Java |
|
![]() |
Les contacts entre l'Inde et l'Indonésie remontent à l'époque antique du Râmâyana
qui mentionne l'île de Java. Le Shivaïsme y fut la religion prédominante. Nulle part ailleurs en Asie du sud-est Ganesh n'a
adopté autant de formes nouvelles que dans ces îles où il était très populaire. Le Musée National de
Djakarta posséderait ainsi une remarquable sélection d'une quinzaine de pièces remarquables, datant du
8ème au 15ème siècle. L'un d'eux, du 8ème siècle, provient du Chandi Banon, temple
de Banon (Magelang, Java central), alors que pratiquement rien ne subsiste sur ce site, situé non loin de Borobudur. Ganesh est assis,
doté de quatre bras, et il porte un vêtement fleuri et des bijoux. Dans ses mains de droite, il tient une défense brisée
et un chapelet, cependant que la main gauche inférieure (la supérieure est endommagée) montre un bol de sucreries.
On en admire également deux exemplaires à l'Indian Museum de Calcutta (Inde), et deux autres encore, des périodes Kadiri et Singhasari, au musée d'ethnologie de Leyden (Pays-Bas).
Les plus anciens Ganesh connus, du 8 ème au 9 ème siècle, voire antérieurs selon certains spécialistes, sont du Plateau de Dieng (dynastie Sanjaya probable). Ressemblant à ceux d'Ellora (Mahârâshtra, Inde), ces Ganesh portent un bol vide (et non plein de friandises comme d'habitude en Inde) et ils ont, posture bien particulière, quoique également connue en Inde, les plantes des pieds pressées l'une contre l'autre, devant le corps. Le plus ancien, daté du 6ème siècle probablement, est un Ganesh assis à quatre bras. Les mains du bas tiennent, à droite, la défense brisée et à gauche un bol de sucreries. Les mains supérieures arborent une hache et un chapelet. Le dieu porte des bracelets, un collier et un cordon sacré fait d'un serpent. Sa tête est surmontée d'une couronne.

┄┄┄┄┄┄

__TRAVAIL DEMANDÉ__
Rédigez la suite de l'extrait sur les statues de Ganesh à Java, en commençant juste après sa dernière phrase.

__LIGNES FOURNIES__

┄┄┄┄┄┄

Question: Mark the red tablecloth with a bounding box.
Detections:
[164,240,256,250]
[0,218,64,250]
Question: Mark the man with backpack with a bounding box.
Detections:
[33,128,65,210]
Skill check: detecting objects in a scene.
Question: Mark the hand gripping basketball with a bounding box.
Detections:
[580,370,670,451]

┄┄┄┄┄┄

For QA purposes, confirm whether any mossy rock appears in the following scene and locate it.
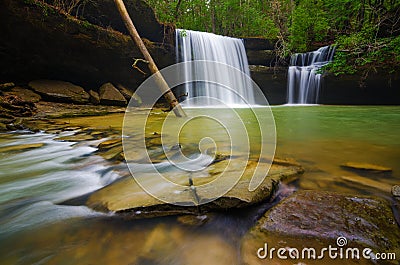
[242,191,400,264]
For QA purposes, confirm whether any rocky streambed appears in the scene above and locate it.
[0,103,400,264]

┄┄┄┄┄┄

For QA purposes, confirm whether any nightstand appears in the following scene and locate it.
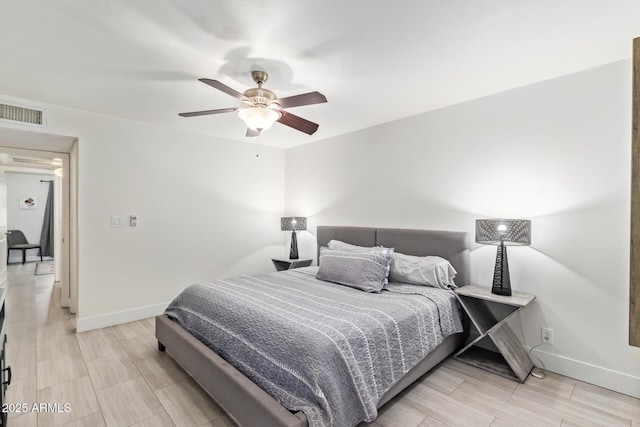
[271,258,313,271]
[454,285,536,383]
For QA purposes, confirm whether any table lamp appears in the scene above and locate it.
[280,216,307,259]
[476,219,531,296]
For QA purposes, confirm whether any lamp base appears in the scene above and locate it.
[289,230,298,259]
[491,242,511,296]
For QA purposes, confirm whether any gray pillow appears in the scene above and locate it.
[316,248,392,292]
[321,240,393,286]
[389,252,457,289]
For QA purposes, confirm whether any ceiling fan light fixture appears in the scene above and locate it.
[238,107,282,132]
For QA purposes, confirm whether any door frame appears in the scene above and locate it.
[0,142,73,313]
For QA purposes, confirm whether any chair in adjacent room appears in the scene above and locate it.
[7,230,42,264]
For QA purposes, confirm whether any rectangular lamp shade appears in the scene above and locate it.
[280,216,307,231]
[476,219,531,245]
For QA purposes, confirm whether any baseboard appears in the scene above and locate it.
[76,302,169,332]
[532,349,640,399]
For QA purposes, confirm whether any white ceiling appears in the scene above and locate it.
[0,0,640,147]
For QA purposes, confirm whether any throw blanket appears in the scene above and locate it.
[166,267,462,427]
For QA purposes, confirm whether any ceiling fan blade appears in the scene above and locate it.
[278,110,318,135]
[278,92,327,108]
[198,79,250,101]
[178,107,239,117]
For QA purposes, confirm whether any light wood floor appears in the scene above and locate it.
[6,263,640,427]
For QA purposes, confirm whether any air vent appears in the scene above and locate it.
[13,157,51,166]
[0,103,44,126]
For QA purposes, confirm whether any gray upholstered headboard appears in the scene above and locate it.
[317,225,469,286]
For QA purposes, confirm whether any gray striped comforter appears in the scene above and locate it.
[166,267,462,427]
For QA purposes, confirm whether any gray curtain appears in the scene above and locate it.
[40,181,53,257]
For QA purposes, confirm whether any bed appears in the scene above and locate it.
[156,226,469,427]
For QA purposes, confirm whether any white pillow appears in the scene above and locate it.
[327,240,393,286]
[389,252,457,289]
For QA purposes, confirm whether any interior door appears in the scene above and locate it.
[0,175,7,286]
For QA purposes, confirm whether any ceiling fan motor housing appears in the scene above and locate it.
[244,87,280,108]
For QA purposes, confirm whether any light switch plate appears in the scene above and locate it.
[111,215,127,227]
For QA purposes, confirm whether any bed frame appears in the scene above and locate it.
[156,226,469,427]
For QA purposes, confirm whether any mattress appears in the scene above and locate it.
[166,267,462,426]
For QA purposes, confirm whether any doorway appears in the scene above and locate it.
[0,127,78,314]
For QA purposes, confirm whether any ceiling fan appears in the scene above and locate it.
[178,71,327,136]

┄┄┄┄┄┄

__RÉPONSE ATTENDUE__
De peu postérieurs à Dieng, les vestiges de Prambanam (à 17 km de la grande ville de
Yogyakarta), témoignent de ce que fut, au 9ème - 10ème siècles, une période riche en temples influencés par les
styles Gupta et post-Gupta de l'Inde du nord. Le grand temple de Shiva du complexe Lara
Jonggrang (856) est célèbre pour son imposant Ganesh de facture similaire à ceux de Dieng. Le socle des statues, taillées
dans une pierre volcanique, est parfois orné de têtes de mort.
Dans le sanctuaire principal, se trouve la statue géante de Shiva à quatre bras, sous sa manifestation de Mahadeva. Dans la chambre
sud, se tient Agastya, en tant que Shiva Maître divin et suprême guru; dans la chambre ouest, se trouve Ganesh, fils de Shiva; enfin, dans
la chambre nord, réside la statue de Durga Maheshasuramardini
A ce propos, on constate, sur les Ganesh de Java (parfois aussi en Thailande), la présence fréquente de têtes de mort groupées autour de la base du socle de la statue, voire en collier autour du cou. Or Ganesh est proche de son père Shiva qui, sous sa forme terrible bien connue de Bhairava, porte souvent une semblable guirlande de crânes humains. Une bonne illustration s'en trouve sur le Ganesh de Bara (voir plus loin).
A Chandi Sukuh (Java central), un bas-relief du 15 ème siècle montre trois personnages : Bhîma sous la forme d'un forgeron, au centre un Ganesh tantrique dansant, à droite un homme actionnant le soufflet de la forge (Brown, 1992).
Quelques autres localités peuvent être citées pour les Ganesh de type indonésien que l'on peut y voir :
Le complexe du temple de Ratu Boko, à km quelques seulement des temples de
Prambanan, abrite une statue inachevée de Ganesh du 9ème siècle
Le temple de Penataran (10 km au nord de Blitar, Est Java) héberge, dans
son sanctuaire, une statue de Ganesh. Une inscription d'époque, sur le linteau de la porte ouest, indique la date de 1197
Au village de Torongrejo, Mont Wuki, Malang (Est Java), une excavation
de recherches archéologiques a trouvé une statue de Ganesh datée du Royaume Singasari (13ème siècle)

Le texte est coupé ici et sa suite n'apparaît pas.